* **DATASET CONTENT**:
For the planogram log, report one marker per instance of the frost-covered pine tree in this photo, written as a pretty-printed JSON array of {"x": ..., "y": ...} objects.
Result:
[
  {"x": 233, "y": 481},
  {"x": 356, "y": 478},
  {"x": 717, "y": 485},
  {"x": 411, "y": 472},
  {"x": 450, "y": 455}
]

* **SHORT TASK**: Reproduce all of the data above in full, shifting every x and y coordinate up by 13 and leaving the rest of the text unchanged.

* **SOLUTION TO THE PROBLEM**:
For the planogram log, report one marker per instance of the frost-covered pine tree in this photo, written as a pretty-printed JSON array of {"x": ..., "y": ...} objects.
Result:
[
  {"x": 246, "y": 494},
  {"x": 369, "y": 491},
  {"x": 730, "y": 498},
  {"x": 424, "y": 485},
  {"x": 463, "y": 468}
]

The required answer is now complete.